What needs to be done: Give again, unchanged, the line that contains "locate low stone" together with every line that follows it until the entries end.

Supplied entries:
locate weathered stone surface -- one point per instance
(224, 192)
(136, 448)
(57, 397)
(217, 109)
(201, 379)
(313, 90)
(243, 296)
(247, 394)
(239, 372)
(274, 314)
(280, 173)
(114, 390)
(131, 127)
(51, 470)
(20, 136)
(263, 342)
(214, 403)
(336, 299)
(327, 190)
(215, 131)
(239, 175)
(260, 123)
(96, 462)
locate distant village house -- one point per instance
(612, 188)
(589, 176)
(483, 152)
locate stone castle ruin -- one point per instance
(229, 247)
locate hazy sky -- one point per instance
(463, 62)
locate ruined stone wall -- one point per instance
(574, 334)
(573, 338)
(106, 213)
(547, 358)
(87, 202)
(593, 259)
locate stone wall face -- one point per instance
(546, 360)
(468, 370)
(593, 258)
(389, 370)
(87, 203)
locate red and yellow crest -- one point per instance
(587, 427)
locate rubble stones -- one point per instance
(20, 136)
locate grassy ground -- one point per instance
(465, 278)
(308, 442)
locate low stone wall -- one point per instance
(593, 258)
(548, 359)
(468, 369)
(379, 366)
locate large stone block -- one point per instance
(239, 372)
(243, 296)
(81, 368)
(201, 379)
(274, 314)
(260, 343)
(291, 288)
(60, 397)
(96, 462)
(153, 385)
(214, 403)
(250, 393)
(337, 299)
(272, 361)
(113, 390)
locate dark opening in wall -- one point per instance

Answer section:
locate low stone wall -- one point per instance
(593, 258)
(548, 359)
(468, 369)
(379, 366)
locate large stone block -- one point per instance
(239, 372)
(243, 296)
(81, 368)
(201, 379)
(274, 314)
(260, 343)
(291, 288)
(60, 397)
(96, 462)
(153, 385)
(214, 403)
(250, 393)
(337, 299)
(272, 361)
(113, 390)
locate dark opening in wall -- one point per instance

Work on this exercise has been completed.